EXERCISE DETAILS:
Find every line in the records below that contains the string "glow", and copy each of those lines in full.

-- begin PROVIDED MATERIAL --

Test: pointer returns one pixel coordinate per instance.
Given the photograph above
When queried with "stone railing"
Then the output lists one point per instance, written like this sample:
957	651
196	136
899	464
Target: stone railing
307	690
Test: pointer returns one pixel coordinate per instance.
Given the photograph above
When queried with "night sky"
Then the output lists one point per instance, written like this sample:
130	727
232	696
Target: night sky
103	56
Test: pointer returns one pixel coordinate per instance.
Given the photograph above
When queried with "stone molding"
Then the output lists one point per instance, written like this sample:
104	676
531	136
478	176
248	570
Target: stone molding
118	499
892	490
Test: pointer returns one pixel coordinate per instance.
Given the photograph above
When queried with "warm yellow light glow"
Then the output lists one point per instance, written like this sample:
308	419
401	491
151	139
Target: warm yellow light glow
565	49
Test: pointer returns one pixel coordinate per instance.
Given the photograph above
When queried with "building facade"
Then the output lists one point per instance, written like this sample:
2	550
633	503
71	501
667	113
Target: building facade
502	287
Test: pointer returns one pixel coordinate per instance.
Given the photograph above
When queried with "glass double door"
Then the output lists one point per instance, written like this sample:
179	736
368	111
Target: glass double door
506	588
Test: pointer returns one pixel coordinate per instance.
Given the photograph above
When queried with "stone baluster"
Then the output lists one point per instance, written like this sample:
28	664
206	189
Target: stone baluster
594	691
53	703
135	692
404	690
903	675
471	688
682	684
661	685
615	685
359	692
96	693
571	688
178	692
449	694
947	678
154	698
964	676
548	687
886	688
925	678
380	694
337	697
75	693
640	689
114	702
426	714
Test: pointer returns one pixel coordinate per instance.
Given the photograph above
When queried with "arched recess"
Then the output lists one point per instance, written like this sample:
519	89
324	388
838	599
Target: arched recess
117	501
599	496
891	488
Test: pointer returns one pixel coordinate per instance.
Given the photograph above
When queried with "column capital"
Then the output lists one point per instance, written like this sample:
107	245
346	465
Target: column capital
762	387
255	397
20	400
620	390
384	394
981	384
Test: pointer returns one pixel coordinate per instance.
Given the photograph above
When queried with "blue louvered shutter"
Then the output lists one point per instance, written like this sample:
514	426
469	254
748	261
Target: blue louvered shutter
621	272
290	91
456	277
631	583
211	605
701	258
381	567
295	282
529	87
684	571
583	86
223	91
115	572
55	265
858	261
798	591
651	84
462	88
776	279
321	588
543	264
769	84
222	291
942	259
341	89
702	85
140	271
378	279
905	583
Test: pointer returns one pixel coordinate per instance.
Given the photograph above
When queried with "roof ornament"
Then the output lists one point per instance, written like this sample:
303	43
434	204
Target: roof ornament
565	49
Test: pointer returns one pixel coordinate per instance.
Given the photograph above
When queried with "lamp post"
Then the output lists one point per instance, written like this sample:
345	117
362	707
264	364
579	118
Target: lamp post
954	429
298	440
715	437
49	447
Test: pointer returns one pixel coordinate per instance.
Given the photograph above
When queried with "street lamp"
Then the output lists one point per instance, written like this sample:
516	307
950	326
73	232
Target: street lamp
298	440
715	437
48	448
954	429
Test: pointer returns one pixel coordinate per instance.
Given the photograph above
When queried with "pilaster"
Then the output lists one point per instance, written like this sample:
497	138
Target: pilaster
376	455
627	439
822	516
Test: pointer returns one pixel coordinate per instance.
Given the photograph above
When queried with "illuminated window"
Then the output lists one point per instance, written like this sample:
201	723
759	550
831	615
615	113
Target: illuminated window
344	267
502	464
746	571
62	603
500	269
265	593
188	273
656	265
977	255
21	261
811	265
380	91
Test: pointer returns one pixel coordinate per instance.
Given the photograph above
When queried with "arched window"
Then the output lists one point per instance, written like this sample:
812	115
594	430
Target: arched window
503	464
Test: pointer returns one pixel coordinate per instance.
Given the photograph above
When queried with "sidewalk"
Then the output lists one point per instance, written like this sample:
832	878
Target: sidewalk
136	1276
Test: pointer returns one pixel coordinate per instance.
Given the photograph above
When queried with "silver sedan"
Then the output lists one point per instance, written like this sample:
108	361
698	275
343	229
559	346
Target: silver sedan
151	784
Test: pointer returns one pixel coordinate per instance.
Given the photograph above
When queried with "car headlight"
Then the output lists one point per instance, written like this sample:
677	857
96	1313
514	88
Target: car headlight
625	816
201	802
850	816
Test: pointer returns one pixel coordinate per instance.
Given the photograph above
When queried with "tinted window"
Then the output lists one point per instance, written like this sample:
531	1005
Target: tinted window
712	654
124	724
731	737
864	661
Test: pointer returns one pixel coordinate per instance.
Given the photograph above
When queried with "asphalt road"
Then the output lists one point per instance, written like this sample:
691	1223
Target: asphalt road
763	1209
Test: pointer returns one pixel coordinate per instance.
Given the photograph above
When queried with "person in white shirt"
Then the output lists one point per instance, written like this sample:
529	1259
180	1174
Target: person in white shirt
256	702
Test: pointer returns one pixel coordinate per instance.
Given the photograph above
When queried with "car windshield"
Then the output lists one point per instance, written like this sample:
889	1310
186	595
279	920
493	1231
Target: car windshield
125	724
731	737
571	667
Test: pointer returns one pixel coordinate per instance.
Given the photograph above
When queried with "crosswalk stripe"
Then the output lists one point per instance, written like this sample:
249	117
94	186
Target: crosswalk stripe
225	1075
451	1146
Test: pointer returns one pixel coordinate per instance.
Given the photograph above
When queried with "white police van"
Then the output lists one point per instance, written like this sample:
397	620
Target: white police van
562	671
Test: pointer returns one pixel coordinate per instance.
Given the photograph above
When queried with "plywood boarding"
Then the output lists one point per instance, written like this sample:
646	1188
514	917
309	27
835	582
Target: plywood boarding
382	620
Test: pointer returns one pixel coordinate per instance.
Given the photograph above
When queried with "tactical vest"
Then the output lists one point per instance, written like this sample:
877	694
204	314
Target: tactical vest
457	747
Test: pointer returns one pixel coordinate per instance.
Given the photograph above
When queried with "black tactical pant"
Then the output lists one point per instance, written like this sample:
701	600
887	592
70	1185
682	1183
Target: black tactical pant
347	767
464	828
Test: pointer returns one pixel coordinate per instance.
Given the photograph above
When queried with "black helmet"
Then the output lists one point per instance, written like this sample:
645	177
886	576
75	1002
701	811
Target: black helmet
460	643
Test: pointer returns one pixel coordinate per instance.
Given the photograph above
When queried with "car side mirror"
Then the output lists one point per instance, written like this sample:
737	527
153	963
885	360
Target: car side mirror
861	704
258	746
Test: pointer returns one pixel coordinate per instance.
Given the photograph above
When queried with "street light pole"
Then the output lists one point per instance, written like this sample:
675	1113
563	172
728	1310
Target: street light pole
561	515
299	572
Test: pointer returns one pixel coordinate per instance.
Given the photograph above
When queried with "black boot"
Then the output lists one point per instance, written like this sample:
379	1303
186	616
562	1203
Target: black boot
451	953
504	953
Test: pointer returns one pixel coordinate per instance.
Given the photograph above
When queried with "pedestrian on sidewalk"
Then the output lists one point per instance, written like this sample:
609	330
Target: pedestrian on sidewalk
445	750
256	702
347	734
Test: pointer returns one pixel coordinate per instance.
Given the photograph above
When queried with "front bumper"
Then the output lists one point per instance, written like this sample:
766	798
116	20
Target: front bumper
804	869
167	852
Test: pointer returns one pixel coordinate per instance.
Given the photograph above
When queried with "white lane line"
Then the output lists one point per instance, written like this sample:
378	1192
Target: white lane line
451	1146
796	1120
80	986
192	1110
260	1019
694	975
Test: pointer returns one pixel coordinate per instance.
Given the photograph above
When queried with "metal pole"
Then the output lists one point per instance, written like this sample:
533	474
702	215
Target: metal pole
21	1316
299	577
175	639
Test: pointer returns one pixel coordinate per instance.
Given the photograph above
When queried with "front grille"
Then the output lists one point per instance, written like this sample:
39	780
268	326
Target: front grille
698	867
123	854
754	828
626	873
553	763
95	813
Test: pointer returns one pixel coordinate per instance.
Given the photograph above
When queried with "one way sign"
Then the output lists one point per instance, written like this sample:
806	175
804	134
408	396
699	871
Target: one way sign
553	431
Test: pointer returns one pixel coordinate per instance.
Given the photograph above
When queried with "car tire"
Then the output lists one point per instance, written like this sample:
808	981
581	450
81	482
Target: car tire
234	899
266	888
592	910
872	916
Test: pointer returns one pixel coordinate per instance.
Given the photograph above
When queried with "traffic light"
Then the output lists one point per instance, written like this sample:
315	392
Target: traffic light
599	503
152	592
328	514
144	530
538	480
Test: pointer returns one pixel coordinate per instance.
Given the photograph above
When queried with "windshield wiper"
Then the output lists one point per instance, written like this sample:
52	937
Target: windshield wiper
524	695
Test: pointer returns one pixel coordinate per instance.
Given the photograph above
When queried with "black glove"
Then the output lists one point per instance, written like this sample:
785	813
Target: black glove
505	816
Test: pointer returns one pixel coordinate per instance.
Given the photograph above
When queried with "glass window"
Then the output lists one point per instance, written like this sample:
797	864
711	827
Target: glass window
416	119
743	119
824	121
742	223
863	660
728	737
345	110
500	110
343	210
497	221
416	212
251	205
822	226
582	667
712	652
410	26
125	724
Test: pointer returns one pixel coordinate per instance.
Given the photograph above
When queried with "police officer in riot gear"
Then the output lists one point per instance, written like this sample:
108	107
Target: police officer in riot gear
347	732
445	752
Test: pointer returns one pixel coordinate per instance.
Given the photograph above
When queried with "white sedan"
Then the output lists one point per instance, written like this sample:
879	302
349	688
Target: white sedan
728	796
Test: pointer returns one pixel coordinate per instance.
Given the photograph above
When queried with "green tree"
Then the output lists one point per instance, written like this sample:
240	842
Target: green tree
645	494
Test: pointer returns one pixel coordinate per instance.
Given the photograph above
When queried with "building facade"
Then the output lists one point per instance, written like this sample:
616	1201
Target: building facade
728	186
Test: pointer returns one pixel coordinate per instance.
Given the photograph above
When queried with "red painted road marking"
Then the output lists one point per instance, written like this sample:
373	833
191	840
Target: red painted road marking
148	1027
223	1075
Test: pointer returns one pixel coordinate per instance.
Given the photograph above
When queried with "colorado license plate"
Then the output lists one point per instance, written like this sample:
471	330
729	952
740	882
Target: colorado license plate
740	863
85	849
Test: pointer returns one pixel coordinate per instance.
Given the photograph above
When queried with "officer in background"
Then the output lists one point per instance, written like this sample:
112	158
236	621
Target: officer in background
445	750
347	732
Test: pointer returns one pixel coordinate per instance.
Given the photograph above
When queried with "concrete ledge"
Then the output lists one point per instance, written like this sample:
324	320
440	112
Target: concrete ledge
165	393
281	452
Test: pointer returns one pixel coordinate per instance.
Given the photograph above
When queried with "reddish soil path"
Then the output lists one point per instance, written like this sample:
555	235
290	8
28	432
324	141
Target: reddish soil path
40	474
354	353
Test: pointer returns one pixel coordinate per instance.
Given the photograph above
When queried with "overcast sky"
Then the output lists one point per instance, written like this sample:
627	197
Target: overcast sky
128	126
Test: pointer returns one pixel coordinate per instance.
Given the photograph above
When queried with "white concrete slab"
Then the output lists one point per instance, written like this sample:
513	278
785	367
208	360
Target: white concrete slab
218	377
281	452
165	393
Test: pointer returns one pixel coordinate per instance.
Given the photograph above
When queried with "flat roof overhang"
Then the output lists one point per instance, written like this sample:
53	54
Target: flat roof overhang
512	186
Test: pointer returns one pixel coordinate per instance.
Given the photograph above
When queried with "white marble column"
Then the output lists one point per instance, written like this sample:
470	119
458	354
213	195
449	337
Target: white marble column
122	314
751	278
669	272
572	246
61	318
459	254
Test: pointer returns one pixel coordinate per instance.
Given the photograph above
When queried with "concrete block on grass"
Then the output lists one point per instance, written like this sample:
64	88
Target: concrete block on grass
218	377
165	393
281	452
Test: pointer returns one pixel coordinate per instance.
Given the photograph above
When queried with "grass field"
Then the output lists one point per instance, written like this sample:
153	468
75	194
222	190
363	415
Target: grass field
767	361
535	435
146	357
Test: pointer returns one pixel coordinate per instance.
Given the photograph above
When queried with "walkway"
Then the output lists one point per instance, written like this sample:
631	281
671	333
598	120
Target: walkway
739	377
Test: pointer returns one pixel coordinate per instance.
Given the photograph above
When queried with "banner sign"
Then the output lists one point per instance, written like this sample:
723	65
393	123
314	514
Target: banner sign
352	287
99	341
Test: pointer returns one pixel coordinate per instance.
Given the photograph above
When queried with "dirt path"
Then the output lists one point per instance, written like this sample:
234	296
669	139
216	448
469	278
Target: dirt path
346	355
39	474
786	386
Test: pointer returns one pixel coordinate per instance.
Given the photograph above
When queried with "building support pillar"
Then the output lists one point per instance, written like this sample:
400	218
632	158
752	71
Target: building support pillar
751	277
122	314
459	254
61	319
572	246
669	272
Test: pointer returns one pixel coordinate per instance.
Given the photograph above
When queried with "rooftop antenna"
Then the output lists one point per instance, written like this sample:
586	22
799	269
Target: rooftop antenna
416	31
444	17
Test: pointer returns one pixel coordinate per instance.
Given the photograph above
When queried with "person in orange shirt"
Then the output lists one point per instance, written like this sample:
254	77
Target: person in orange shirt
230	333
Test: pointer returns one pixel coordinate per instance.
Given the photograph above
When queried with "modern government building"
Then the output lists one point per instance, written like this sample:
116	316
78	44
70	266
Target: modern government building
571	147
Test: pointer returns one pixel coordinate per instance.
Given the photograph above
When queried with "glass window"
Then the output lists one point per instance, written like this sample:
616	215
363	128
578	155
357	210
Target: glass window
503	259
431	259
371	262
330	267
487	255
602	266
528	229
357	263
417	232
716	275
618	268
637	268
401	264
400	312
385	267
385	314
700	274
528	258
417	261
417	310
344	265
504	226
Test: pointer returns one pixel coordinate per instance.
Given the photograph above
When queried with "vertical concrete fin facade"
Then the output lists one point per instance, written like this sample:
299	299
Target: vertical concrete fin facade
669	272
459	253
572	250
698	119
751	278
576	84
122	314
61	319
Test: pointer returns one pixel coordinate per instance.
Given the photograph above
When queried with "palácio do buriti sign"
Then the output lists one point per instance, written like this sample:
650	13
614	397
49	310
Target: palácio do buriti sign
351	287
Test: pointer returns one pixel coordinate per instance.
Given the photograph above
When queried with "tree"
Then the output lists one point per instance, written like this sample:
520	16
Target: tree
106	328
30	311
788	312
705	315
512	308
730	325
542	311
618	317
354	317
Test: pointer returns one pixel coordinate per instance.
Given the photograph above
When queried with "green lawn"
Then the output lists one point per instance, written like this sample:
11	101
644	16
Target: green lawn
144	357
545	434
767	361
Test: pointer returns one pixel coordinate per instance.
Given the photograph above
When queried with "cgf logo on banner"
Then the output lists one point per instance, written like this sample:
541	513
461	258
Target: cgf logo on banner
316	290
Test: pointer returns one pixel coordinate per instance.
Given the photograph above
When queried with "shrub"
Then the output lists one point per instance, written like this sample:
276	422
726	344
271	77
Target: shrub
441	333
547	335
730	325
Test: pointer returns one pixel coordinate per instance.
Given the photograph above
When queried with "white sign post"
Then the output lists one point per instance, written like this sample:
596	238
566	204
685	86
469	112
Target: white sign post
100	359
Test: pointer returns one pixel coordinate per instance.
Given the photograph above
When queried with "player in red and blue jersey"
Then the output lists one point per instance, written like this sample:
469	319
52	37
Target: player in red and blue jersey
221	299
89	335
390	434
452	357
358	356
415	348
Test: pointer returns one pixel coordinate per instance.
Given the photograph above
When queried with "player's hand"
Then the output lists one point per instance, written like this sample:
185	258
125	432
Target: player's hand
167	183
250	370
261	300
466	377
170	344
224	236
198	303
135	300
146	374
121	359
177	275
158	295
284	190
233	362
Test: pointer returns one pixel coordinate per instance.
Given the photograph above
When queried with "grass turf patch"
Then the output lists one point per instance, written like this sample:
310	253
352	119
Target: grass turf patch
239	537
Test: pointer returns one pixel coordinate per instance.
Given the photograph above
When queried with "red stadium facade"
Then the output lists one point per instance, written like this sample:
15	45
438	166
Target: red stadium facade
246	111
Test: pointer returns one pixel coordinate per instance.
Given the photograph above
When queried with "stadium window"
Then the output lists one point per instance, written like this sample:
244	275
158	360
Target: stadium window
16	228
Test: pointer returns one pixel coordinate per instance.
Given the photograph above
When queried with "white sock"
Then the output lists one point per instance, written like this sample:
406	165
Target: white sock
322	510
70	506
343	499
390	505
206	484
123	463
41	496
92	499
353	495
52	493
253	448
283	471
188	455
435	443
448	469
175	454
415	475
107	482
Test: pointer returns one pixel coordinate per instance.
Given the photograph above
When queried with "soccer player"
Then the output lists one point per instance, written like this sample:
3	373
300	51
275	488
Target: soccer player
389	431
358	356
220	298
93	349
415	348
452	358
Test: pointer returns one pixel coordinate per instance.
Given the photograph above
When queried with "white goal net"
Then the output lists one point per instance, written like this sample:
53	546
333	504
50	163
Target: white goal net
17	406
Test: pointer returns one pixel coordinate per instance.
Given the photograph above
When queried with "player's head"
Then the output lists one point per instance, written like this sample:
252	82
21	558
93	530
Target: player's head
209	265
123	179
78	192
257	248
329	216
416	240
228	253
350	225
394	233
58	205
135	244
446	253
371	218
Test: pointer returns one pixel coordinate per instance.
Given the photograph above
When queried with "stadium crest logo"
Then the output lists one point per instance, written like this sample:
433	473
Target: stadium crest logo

-- end PROVIDED MATERIAL --

WRITTEN RESPONSE:
When queried with "warm yellow light glow"
Target: warm yellow light glow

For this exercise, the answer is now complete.